According to the CDC, USAMRIID, and WHO, the symptoms of Ebola begin 4 to 16 days after infection. Symptoms, according to CDC are a fever, the chills, headaches, muscle aches, and a loss of appetite. As the disease progresses vomiting, diarrhea, abdominal pains, sore throats and chest pains occur. Finally the blood fails to clot and patients may bleed from injection sites as well as into the gastrointestinal tract, the skin and internal organs. Death by Ebola is caused by the loss of blood, blood plasma, low water volume and organ failure. 90% of patients die within 21 days after the onset of infection according to CDC.

USAMRIID reports the virus is spread, to date, by physical contact with an infected persons bodily fluids, for example, saliva, and sweat. CDC reports that the virus can also pass by means of sexual contact. USAMRIID states that epidemics occur merely because of poor sanitation and health coverage as in Zaire, and other struggling countries, where they use the same needle for more than one person.

Now that we've discussed the symptoms of Ebola and how the disease is spread let us discuss its importance and the relevance the disease has to American's.

What is so important about Ebola and what relevance does it have to Americans? This is probably the very question you're asking yourself at this moment. Sure the disease is isolated in African nations, there have only been four epidemics since 1976 and the disease is not airborne so it must only be passed by physical contact as compared to the common cold which passes through the air. Wrong!

According to a USAMRIID study, Chief of Pathology Colonel Nancy Jaxx reports that two healthy control monkeys in a cage 10 feet away from their experimental counterparts died 10 to 11 days after the monkeys purposely infected with the Ebola virus.

This report means to state that Ebola may be mutating into an airborne virus.

In another report by USAMRIID and the CDC tests concerned with the possibility of Ebola becoming airborne show increasing evidence that Ebola may due just that. Using aerosol cans as a means of transport a few hundred particles of Ebola were combined with millions of particles of pure air, and expelled, the results showed that Ebola was passed through the air. Basically this suggests that given the means to travel by air, Ebola will.

______

What the task asks>
Decide whether each statement agrees with the Ebola passage, answering yes or no and quoting the passage's deciding words. 1. CDC gives 90% as the share of patients who die within 21 days after the onset of infection. 2. USAMRIID reports that the virus can pass by means of sexual contact. 3. The healthy control monkeys in the USAMRIID study were kept in a cage 10 feet away from the infected monkeys.

[Photo-based referring expression data]
______

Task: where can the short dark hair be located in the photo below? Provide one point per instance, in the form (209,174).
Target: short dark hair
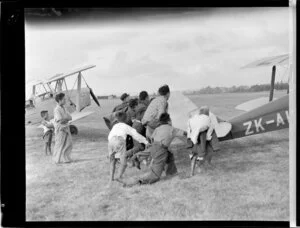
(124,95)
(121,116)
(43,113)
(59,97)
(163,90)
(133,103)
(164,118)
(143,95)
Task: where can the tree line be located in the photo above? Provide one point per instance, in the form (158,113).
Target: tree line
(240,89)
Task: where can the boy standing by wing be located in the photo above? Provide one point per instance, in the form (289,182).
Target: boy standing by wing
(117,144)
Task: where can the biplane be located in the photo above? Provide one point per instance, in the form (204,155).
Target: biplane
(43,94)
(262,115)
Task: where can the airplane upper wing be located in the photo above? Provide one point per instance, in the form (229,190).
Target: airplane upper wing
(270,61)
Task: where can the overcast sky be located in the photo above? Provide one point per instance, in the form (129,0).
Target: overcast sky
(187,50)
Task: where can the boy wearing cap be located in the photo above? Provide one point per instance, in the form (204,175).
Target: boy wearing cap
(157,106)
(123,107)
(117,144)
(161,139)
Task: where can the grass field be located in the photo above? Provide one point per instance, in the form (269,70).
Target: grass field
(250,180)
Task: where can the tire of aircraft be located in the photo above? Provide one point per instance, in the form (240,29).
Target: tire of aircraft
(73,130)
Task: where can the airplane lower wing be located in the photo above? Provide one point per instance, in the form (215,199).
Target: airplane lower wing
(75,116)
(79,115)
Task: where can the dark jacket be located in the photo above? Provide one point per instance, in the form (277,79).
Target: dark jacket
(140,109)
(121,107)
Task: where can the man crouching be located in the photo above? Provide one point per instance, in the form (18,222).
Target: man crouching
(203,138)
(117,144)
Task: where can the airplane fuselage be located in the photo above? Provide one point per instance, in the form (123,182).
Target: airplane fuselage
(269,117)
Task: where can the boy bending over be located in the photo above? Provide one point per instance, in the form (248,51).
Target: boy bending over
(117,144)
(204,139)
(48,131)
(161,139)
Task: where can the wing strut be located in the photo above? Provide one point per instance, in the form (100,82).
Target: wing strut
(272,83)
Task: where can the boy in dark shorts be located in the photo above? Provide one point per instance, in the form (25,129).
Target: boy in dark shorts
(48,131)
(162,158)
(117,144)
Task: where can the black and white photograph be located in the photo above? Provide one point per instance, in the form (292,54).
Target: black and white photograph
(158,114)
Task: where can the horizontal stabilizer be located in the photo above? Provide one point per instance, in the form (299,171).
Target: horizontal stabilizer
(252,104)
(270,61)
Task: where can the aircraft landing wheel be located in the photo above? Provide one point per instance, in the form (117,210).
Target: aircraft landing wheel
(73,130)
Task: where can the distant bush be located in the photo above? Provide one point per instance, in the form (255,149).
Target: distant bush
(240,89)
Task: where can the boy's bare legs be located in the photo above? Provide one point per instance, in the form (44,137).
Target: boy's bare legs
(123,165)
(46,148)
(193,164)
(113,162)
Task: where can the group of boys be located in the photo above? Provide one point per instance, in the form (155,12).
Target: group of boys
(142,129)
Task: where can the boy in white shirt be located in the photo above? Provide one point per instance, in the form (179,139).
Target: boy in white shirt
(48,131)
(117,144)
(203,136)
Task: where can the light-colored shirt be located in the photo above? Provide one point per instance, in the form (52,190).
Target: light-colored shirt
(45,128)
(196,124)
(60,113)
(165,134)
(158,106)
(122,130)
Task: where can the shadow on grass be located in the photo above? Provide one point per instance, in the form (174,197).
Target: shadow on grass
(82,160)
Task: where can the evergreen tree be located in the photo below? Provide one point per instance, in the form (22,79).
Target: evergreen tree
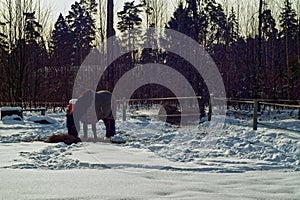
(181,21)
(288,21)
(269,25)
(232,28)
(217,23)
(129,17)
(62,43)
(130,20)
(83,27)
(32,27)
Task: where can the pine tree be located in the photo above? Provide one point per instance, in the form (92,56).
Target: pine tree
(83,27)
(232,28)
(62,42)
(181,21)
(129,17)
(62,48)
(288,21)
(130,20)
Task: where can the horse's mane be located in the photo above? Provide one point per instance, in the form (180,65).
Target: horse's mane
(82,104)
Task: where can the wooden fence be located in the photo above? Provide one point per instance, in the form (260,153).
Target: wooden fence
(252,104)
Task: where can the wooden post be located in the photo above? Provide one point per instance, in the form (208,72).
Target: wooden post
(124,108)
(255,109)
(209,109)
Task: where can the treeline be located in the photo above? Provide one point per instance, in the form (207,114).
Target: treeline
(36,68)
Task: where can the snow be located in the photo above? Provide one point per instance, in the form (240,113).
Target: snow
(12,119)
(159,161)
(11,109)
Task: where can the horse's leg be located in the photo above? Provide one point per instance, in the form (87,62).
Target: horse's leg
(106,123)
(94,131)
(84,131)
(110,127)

______

Expected answer>
1. Yes: "90% of patients die within 21 days after the onset of infection according to CDC."
2. No: "CDC reports that the virus can also pass by means of sexual contact."
3. Yes: "two healthy control monkeys in a cage 10 feet away from their experimental counterparts"